• Supplied material
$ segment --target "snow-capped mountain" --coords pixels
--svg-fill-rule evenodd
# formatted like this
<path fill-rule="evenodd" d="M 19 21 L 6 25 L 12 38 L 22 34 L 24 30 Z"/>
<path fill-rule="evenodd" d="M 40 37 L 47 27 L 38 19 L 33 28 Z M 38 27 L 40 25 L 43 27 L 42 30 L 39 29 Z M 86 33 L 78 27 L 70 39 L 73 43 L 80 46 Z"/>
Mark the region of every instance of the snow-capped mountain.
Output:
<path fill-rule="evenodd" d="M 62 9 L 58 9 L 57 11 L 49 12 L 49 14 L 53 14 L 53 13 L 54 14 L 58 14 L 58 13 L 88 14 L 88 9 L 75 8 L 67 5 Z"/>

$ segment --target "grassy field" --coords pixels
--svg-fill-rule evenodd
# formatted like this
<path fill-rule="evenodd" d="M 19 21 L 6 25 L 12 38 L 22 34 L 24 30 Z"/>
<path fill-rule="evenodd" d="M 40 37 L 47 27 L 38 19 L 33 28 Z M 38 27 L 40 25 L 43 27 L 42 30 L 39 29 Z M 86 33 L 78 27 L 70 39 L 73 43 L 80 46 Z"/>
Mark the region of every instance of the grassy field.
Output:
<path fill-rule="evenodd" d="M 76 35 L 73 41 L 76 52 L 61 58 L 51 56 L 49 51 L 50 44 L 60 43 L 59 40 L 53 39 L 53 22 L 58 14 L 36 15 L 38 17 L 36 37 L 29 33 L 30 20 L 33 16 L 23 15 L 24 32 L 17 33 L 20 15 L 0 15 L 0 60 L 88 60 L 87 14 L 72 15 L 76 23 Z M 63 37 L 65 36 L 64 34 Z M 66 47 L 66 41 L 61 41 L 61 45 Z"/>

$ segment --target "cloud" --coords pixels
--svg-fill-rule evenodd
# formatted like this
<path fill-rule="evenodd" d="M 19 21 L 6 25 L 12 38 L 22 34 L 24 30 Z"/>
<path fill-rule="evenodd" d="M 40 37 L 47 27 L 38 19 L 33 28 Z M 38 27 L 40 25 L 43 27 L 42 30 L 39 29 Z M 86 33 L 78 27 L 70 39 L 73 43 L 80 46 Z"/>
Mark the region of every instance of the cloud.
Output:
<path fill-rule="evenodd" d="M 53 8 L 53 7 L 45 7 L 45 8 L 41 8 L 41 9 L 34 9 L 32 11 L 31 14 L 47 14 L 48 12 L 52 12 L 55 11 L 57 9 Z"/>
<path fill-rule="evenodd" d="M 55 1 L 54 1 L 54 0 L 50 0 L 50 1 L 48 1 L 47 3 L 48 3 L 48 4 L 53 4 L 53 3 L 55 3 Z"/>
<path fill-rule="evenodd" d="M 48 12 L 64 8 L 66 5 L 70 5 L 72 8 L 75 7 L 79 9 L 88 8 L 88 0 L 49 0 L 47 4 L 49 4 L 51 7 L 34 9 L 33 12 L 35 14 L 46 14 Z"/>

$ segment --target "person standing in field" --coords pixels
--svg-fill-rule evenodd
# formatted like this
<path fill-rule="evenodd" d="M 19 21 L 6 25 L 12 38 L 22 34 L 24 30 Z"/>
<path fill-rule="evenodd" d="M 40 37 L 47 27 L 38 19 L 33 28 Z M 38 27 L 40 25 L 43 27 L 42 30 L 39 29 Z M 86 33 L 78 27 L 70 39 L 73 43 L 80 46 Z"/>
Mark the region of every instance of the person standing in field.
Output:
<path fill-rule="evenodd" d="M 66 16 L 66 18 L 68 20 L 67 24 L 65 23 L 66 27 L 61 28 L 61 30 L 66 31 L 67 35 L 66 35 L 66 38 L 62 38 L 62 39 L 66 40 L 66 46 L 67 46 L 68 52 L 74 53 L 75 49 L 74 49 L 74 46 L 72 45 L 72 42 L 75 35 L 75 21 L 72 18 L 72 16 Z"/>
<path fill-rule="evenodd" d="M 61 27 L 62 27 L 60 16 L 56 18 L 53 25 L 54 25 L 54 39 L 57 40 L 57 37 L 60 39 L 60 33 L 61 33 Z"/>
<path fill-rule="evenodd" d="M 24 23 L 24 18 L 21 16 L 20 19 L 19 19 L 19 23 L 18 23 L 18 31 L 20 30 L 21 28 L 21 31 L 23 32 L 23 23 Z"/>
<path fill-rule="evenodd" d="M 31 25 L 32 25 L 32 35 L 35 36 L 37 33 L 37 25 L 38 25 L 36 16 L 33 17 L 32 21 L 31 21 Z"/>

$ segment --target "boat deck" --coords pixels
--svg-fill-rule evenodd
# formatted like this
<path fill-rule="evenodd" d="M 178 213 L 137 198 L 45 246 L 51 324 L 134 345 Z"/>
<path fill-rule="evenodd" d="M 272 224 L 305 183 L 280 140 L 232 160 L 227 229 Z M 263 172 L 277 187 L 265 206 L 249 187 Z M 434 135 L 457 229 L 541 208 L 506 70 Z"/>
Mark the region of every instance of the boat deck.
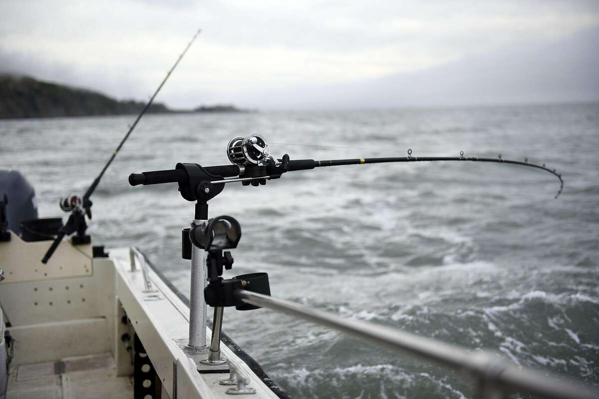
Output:
<path fill-rule="evenodd" d="M 129 399 L 131 377 L 117 377 L 110 354 L 23 364 L 13 371 L 7 397 L 22 399 Z"/>

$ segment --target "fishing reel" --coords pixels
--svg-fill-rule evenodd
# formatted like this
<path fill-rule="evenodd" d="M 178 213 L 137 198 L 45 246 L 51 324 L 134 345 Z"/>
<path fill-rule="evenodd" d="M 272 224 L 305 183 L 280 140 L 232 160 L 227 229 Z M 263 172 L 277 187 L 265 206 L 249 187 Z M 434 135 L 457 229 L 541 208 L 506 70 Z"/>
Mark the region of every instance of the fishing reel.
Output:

• Goal
Please reproduce every row above word for word, leaving out the pictures.

• Solution to the problem
$ segment --target "snow-capped mountain" --coords pixels
--svg-fill-rule evenodd
# formatted like this
<path fill-rule="evenodd" d="M 19 21 L 6 25 L 12 38 L 22 34 L 24 30 Z"/>
<path fill-rule="evenodd" d="M 40 37 L 47 27 L 38 19 L 33 28 Z M 38 27 L 40 25 L 43 27 L 42 30 L 39 29 Z M 86 33 L 78 27 L 70 39 L 73 43 L 80 46 Z"/>
Mark the region of every instance of the snow-capped mountain.
Output:
<path fill-rule="evenodd" d="M 62 9 L 58 9 L 57 11 L 49 12 L 49 14 L 53 14 L 53 13 L 54 14 L 58 14 L 58 13 L 88 14 L 88 9 L 75 8 L 67 5 Z"/>

$ segment --target "grassy field" --coords pixels
--svg-fill-rule evenodd
# formatted like this
<path fill-rule="evenodd" d="M 19 21 L 6 25 L 12 38 L 22 34 L 24 30 Z"/>
<path fill-rule="evenodd" d="M 40 37 L 47 27 L 38 19 L 33 28 Z M 38 27 L 40 25 L 43 27 L 42 30 L 39 29 Z M 86 33 L 78 27 L 70 39 L 73 43 L 80 46 Z"/>
Mark the region of every instance of the grassy field.
Output:
<path fill-rule="evenodd" d="M 76 35 L 73 41 L 76 52 L 61 58 L 51 56 L 49 51 L 50 44 L 60 43 L 59 40 L 53 39 L 53 22 L 58 14 L 36 15 L 38 17 L 36 37 L 29 33 L 30 20 L 33 16 L 23 15 L 24 32 L 17 33 L 20 15 L 0 15 L 0 60 L 88 60 L 87 14 L 72 15 L 76 23 Z M 63 37 L 65 36 L 64 34 Z M 66 47 L 66 41 L 61 41 L 61 45 Z"/>

$ segment --target "cloud" --coords pixels
--svg-fill-rule evenodd
# formatted like this
<path fill-rule="evenodd" d="M 19 21 L 6 25 L 12 38 L 22 34 L 24 30 Z"/>
<path fill-rule="evenodd" d="M 40 37 L 47 27 L 38 19 L 33 28 Z M 38 27 L 40 25 L 43 27 L 42 30 L 39 29 Z M 86 33 L 78 27 L 70 39 L 73 43 L 80 46 Z"/>
Mark the region of every instance of the cloud.
Output:
<path fill-rule="evenodd" d="M 53 8 L 53 7 L 45 7 L 45 8 L 41 8 L 41 9 L 34 9 L 32 11 L 31 14 L 47 14 L 48 12 L 52 12 L 55 11 L 57 9 Z"/>
<path fill-rule="evenodd" d="M 55 1 L 54 1 L 54 0 L 50 0 L 50 1 L 48 1 L 47 3 L 48 3 L 48 4 L 53 4 L 53 3 L 55 3 Z"/>
<path fill-rule="evenodd" d="M 48 12 L 64 8 L 66 5 L 70 5 L 72 8 L 75 7 L 79 9 L 88 8 L 88 0 L 49 0 L 47 4 L 49 4 L 51 7 L 34 9 L 33 12 L 35 14 L 46 14 Z"/>

$ segment --target "person standing in field" --coords pixels
--svg-fill-rule evenodd
# formatted like this
<path fill-rule="evenodd" d="M 19 21 L 6 25 L 12 38 L 22 34 L 24 30 Z"/>
<path fill-rule="evenodd" d="M 40 37 L 47 27 L 38 19 L 33 28 Z M 38 27 L 40 25 L 43 27 L 42 30 L 39 29 Z M 86 33 L 78 27 L 70 39 L 73 43 L 80 46 Z"/>
Mark the region of every instance of the person standing in field.
Output:
<path fill-rule="evenodd" d="M 66 16 L 66 18 L 68 20 L 67 24 L 65 23 L 66 27 L 61 28 L 61 30 L 66 31 L 67 35 L 66 35 L 66 38 L 62 38 L 62 39 L 66 40 L 66 46 L 67 46 L 68 52 L 74 53 L 75 49 L 74 49 L 74 46 L 72 45 L 72 42 L 75 35 L 75 21 L 72 18 L 72 16 Z"/>
<path fill-rule="evenodd" d="M 61 27 L 62 27 L 60 16 L 56 18 L 53 25 L 54 25 L 54 39 L 57 40 L 57 37 L 60 39 L 60 33 L 61 33 Z"/>
<path fill-rule="evenodd" d="M 24 23 L 24 18 L 21 16 L 20 19 L 19 19 L 19 23 L 18 23 L 18 31 L 20 30 L 21 28 L 21 31 L 23 32 L 23 23 Z"/>
<path fill-rule="evenodd" d="M 31 25 L 32 25 L 32 35 L 35 36 L 37 33 L 37 25 L 38 25 L 36 16 L 33 17 L 32 21 L 31 21 Z"/>

$ segment --target "boat deck" --coords pixels
--svg-fill-rule evenodd
# formatted like this
<path fill-rule="evenodd" d="M 178 213 L 137 198 L 45 246 L 51 324 L 134 345 Z"/>
<path fill-rule="evenodd" d="M 272 224 L 305 183 L 280 140 L 232 160 L 227 229 Z M 263 172 L 277 187 L 265 206 L 249 187 Z M 434 135 L 457 229 L 541 208 L 506 70 Z"/>
Mark the region of every instance of the boat deck.
Output:
<path fill-rule="evenodd" d="M 129 399 L 131 377 L 117 377 L 110 354 L 23 364 L 13 371 L 7 397 L 22 399 Z"/>

$ segment --target "fishing reel" --coords pixels
--svg-fill-rule evenodd
# formatted like this
<path fill-rule="evenodd" d="M 178 213 L 137 198 L 45 246 L 51 324 L 134 345 Z"/>
<path fill-rule="evenodd" d="M 272 224 L 305 183 L 280 140 L 232 160 L 227 229 Z M 263 172 L 277 187 L 265 206 L 249 187 Z M 434 135 L 457 229 L 541 208 L 506 70 Z"/>
Mark the region of every instance of the fishing reel.
Output:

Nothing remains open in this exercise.